==== SELECTED PASSAGE ====

1. Integer part of the infinite nested radicals
Let $\lfloor\cdot\rfloor$ denotes the integer part function. We have:
$$\lfloor f_{2n}(x) \rfloor = x^{n}-\phi(x)\\ \mbox{ } \lfloor g_{2n}(x) \rfloor = x^{n}+\psi(x)$$
with $\phi(x)=k$ if $x\in A_k$, $\psi(x)=k$ if $x\in B_k$. The sets $A_k, B_k$ are as follows:

*

*$A_1=[2,5[, A_2=[5,15[, A_3= [15,33[, A_4=[33,61[,
   A_5=[61,96[, \cdots$

*$B_0=[2,4[, B_1=[4,17[, B_2= [17,38[, B_3=[38,67[,
   B_4=[67,104[, \cdots$
2. Fractional part of the infinite nested radicals
Let $\{\cdot\}$ denotes the fractional part function. We seem to have:
$$\lim_{n\rightarrow\infty} \{ f_{2n}(x)\}=1-\Big\{\frac{\sqrt{x}}{2}\Big\}\\
\lim_{n\rightarrow\infty} \{ g_{2n}(x)\}=\Big\{\frac{\sqrt{x}}{2}\Big\}
$$
Also, the roots of $\{g_1(x)\}$ have a very peculiar quadratic distribution. The first few ones, for
$x>0$, are $\rho_1=4.0000$, $\rho_2=7.3370$, $\rho_3=11.6689$, $\rho_4=16.9982$, $\rho_5=23.3260$, $\rho_6=30.6526$, $\rho_7=38.9787$. Furthermore, it seems that
$$\lim_{k\rightarrow\infty} (\rho_{k+2}-2\rho_{k+1} +\rho_k) = 1.$$
Finally, values of $\{g_1(x)\}$ for large successive integers $x$ lying between two successive roots of $\{g_1(\cdot)\}$ tend to be equally spaced as $x\rightarrow\infty$. See table below.

====

WHAT IS ASKED:
**a)** Give every root of $\{g_1(x)\}$ for $x>0$ that the passage on nested radicals lists, with its value.
**b)** Pick up the passage on nested radicals right after its final sentence, "See table below.", and write what comes next.
The items after the passage on nested radicals are separate material and unrelated to it.

==== RECORDS PROVIDED ====

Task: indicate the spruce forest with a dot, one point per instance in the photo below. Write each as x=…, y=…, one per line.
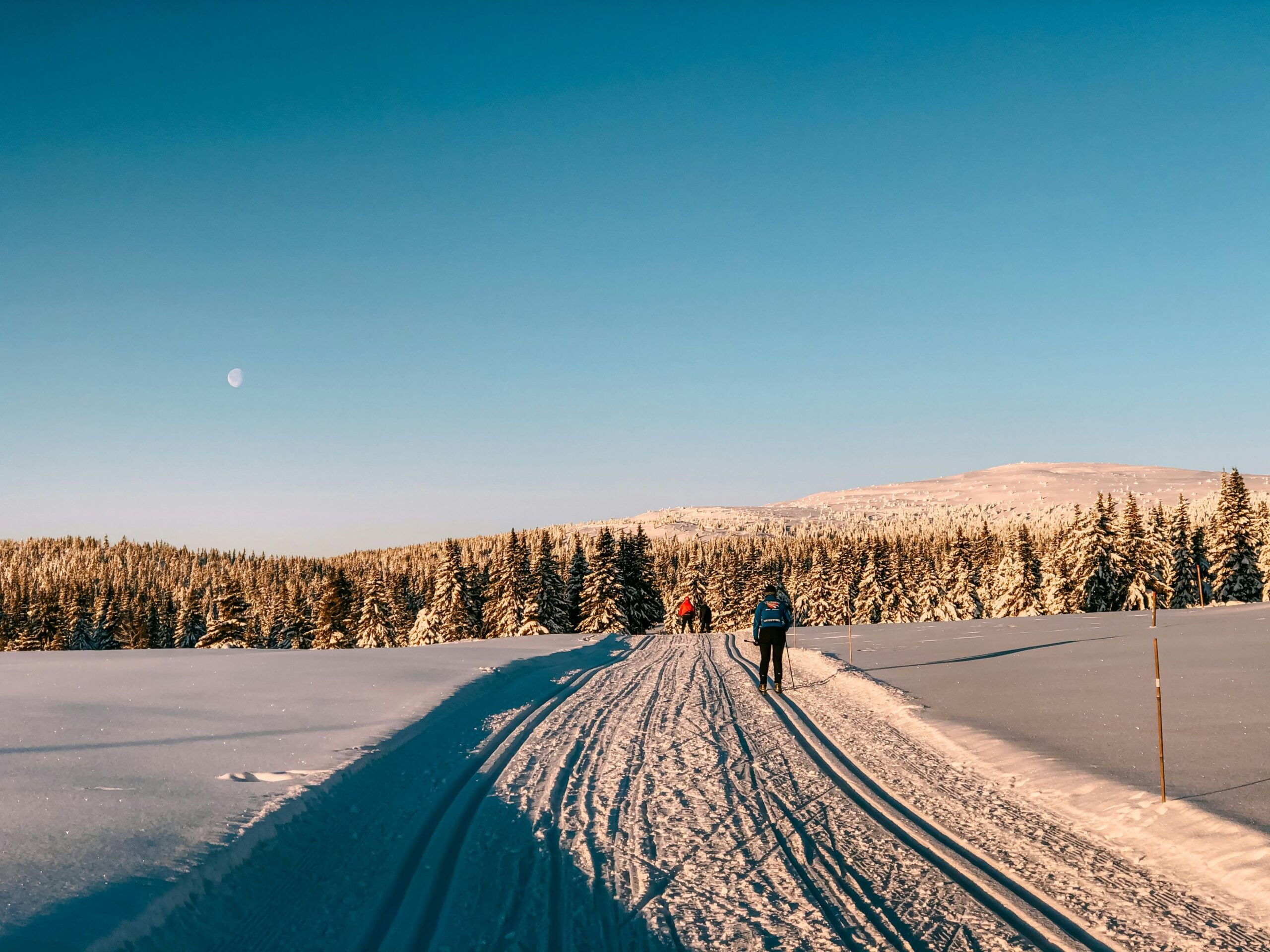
x=87, y=595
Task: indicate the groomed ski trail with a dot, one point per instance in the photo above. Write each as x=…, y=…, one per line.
x=654, y=800
x=666, y=785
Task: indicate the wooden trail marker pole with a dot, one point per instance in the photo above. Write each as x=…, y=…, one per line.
x=1160, y=722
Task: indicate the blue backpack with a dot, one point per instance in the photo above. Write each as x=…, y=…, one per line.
x=774, y=613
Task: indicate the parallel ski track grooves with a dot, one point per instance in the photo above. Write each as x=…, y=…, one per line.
x=887, y=927
x=913, y=829
x=390, y=930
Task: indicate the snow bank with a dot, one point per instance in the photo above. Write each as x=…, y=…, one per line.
x=125, y=770
x=1213, y=856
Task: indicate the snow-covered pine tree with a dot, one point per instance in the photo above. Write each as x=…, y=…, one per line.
x=1199, y=555
x=1100, y=572
x=1019, y=579
x=53, y=626
x=578, y=569
x=642, y=603
x=1236, y=577
x=333, y=613
x=1183, y=584
x=228, y=629
x=1135, y=547
x=602, y=591
x=928, y=595
x=553, y=599
x=898, y=607
x=1161, y=551
x=945, y=608
x=79, y=620
x=451, y=601
x=964, y=591
x=872, y=598
x=845, y=578
x=506, y=604
x=813, y=604
x=1058, y=570
x=375, y=624
x=402, y=607
x=26, y=627
x=106, y=622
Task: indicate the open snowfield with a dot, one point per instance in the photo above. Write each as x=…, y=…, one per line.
x=639, y=794
x=642, y=795
x=1081, y=688
x=114, y=761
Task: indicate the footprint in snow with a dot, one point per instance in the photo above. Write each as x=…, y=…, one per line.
x=263, y=776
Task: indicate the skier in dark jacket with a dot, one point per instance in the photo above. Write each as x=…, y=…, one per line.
x=686, y=612
x=772, y=619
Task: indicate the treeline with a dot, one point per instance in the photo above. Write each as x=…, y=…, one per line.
x=79, y=595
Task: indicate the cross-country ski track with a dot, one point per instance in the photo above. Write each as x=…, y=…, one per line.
x=643, y=795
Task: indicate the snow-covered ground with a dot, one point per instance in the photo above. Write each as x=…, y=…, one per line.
x=123, y=770
x=1081, y=690
x=644, y=796
x=639, y=794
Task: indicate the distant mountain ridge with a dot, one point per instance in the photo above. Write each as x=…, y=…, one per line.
x=1001, y=493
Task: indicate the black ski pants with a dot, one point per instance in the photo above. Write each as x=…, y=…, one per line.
x=771, y=649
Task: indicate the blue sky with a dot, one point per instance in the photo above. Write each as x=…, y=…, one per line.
x=509, y=267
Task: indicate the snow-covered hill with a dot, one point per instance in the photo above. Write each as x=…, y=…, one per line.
x=1019, y=490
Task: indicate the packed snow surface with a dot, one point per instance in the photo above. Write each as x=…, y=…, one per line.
x=642, y=795
x=997, y=493
x=125, y=769
x=1081, y=688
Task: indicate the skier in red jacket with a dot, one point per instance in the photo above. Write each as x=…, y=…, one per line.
x=688, y=612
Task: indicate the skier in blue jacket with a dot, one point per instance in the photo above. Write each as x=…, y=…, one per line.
x=772, y=619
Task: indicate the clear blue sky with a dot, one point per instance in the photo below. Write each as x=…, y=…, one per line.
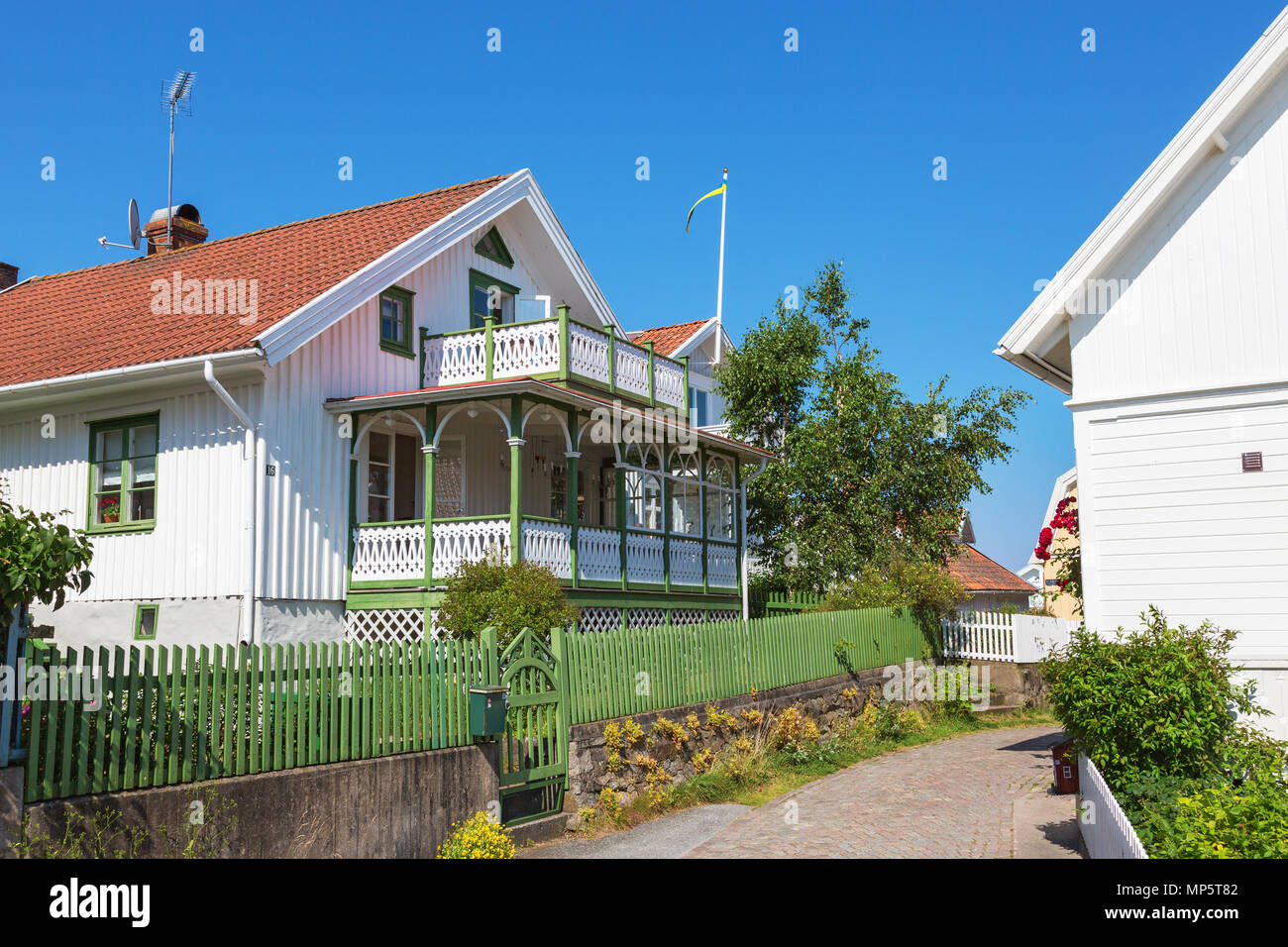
x=829, y=149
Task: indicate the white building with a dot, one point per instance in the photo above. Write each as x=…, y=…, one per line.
x=249, y=428
x=1168, y=331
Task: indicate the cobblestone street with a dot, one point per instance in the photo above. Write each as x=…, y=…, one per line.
x=952, y=799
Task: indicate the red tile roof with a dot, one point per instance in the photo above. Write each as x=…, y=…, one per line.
x=668, y=339
x=98, y=318
x=979, y=574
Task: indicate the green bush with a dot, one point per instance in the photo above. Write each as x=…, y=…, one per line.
x=510, y=596
x=1153, y=701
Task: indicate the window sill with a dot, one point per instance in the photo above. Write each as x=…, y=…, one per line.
x=124, y=527
x=395, y=350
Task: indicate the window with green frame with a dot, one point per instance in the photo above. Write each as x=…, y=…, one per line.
x=123, y=474
x=488, y=294
x=395, y=321
x=146, y=622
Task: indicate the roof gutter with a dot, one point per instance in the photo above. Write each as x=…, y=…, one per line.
x=72, y=381
x=250, y=521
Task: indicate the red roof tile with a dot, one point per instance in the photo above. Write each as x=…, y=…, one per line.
x=668, y=339
x=98, y=318
x=979, y=574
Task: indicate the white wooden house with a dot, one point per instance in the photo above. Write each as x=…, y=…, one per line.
x=1168, y=331
x=259, y=471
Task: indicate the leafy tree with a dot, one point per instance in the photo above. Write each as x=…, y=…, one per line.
x=510, y=596
x=864, y=474
x=40, y=560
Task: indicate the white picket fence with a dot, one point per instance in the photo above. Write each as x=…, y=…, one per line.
x=1106, y=828
x=1001, y=637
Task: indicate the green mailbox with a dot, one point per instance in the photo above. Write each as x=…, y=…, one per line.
x=488, y=705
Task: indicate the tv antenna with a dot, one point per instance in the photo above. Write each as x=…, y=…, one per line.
x=178, y=101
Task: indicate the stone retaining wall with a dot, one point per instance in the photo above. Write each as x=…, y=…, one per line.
x=588, y=755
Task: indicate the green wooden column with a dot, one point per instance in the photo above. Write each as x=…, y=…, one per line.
x=684, y=361
x=430, y=451
x=574, y=457
x=515, y=442
x=488, y=344
x=652, y=398
x=621, y=517
x=666, y=505
x=563, y=342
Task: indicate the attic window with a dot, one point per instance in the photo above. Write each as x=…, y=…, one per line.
x=493, y=249
x=395, y=321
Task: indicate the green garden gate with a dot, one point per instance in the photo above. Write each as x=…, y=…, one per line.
x=535, y=748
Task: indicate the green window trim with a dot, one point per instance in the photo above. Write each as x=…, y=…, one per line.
x=143, y=629
x=127, y=518
x=493, y=248
x=404, y=299
x=482, y=281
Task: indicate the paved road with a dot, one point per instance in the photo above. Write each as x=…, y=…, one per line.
x=978, y=796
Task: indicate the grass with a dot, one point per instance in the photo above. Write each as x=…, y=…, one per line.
x=761, y=775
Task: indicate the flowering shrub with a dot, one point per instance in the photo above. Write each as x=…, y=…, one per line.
x=478, y=836
x=1068, y=558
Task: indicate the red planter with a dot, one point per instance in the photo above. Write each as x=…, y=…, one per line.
x=1065, y=763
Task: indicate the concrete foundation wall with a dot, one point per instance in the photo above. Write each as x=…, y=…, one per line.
x=390, y=806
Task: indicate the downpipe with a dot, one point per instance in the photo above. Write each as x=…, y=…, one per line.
x=250, y=526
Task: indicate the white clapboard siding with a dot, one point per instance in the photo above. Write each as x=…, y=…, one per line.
x=1193, y=534
x=1106, y=828
x=1206, y=278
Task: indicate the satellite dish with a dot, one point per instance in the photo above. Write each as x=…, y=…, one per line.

====

ANSWERS:
**a)** $\rho_1=4.0000$, $\rho_2=7.3370$, $\rho_3=11.6689$, $\rho_4=16.9982$, $\rho_5=23.3260$, $\rho_6=30.6526$, $\rho_7=38.9787$

**b)**
3. My question
Actually a few related questions. Feel free to answer the one(s) you are most interested in.

*

*Many of my results are experimental (thus I often use the word "it
seems"). Can you prove some of them?


*Obtain an explicit closed form for all sets $A_k,B_k$ used in the
definition of $\phi(x)$ and $\psi(x)$ in section 1. Not sure if it is easy or not.


*We focused on $n$ even. What happens for $n$ odd? Do we have
interesting results? For instance, if $x=2$, the successive values of
$\lfloor g_{2n+1}(x)\rfloor$ are $2, 3, 6, 12, 23, 45, 91, 181, 362,
   \cdots$ (for $n=0, 1, \cdots$). I did a reverse lookup on that
sequence (see here) but it did not return any result despite the
semi-obvious pattern.


*What happens if $x$ is not an integer? Any interesting pattern or
result?


*Can you derive even more intriguing insights from the empirical
results I presented here?


*It looks like the larger $x$, the faster my limits are converging.
Worth exploring.
 A: I am focusing here on $g(x)$, with $x$ a strictly positive integer. All the results below have been obtained empirically. A proof (or rebuttal) would be welcome. Again, $\{ \cdot \}$ represents the floor function.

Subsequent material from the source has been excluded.